Using the records provided below, locate and copy each line that contains the word "ceiling".

##### Source data #####

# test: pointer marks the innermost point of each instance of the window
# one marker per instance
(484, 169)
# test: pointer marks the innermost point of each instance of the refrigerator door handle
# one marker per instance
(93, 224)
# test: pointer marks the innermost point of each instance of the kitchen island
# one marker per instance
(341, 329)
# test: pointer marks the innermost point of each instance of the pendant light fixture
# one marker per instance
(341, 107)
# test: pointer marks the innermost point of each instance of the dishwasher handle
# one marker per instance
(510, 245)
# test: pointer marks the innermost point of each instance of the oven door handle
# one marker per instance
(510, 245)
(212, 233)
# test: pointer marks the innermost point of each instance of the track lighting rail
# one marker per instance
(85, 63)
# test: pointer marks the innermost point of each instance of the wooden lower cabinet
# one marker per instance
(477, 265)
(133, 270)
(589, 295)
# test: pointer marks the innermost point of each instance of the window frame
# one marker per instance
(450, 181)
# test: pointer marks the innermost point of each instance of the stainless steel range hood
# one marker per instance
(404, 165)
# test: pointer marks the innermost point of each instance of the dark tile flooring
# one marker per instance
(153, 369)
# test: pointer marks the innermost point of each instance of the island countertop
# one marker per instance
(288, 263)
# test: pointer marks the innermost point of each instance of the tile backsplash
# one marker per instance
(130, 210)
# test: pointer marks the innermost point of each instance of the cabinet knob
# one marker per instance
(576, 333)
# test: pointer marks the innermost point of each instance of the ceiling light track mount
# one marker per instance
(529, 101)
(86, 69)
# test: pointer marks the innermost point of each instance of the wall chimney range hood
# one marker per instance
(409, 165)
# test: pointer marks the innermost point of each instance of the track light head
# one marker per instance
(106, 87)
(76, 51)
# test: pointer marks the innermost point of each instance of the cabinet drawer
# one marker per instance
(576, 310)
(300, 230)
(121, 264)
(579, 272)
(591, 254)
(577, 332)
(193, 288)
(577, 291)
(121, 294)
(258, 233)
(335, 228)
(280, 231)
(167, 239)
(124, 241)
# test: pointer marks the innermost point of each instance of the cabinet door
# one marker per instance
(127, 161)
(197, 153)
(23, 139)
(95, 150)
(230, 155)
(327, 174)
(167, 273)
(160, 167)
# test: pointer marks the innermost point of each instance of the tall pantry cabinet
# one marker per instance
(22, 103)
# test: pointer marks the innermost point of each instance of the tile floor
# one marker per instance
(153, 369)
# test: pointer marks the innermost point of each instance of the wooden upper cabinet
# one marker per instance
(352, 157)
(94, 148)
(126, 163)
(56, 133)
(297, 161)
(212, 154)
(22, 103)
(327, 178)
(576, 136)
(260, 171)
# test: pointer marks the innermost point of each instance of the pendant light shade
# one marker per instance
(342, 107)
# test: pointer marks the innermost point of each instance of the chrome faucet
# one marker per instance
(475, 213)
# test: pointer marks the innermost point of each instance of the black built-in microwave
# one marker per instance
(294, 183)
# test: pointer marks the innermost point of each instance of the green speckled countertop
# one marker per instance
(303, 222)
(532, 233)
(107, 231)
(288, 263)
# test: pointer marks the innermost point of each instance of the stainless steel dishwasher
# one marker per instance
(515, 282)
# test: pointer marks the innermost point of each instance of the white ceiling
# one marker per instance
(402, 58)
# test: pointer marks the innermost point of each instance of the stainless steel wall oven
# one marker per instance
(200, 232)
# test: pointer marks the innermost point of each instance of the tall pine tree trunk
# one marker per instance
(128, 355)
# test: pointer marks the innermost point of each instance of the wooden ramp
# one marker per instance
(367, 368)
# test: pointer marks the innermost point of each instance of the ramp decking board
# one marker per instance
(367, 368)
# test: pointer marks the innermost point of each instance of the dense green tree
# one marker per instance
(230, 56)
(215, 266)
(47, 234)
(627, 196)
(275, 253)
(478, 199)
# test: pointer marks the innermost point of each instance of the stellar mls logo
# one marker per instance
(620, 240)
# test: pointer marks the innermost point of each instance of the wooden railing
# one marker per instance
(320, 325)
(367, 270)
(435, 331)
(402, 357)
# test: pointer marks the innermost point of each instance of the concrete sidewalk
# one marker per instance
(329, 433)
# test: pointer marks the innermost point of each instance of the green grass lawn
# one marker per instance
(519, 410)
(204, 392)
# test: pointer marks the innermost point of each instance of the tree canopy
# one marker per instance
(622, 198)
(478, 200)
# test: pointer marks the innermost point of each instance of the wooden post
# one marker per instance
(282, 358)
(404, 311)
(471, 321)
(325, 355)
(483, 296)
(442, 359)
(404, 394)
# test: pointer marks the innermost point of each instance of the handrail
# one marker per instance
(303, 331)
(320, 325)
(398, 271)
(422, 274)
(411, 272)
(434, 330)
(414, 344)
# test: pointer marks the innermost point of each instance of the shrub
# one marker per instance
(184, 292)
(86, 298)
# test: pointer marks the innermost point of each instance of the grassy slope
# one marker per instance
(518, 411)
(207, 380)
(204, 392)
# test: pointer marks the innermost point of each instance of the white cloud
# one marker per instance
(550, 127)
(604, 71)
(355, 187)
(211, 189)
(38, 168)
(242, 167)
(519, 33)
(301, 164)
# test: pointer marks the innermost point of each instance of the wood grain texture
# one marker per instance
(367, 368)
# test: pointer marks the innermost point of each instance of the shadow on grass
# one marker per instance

#####

# Response
# test: pointer marks the innermost point of each instance of the ceiling light track mount
# test: pointer marks the innermost point of each instance of the white ceiling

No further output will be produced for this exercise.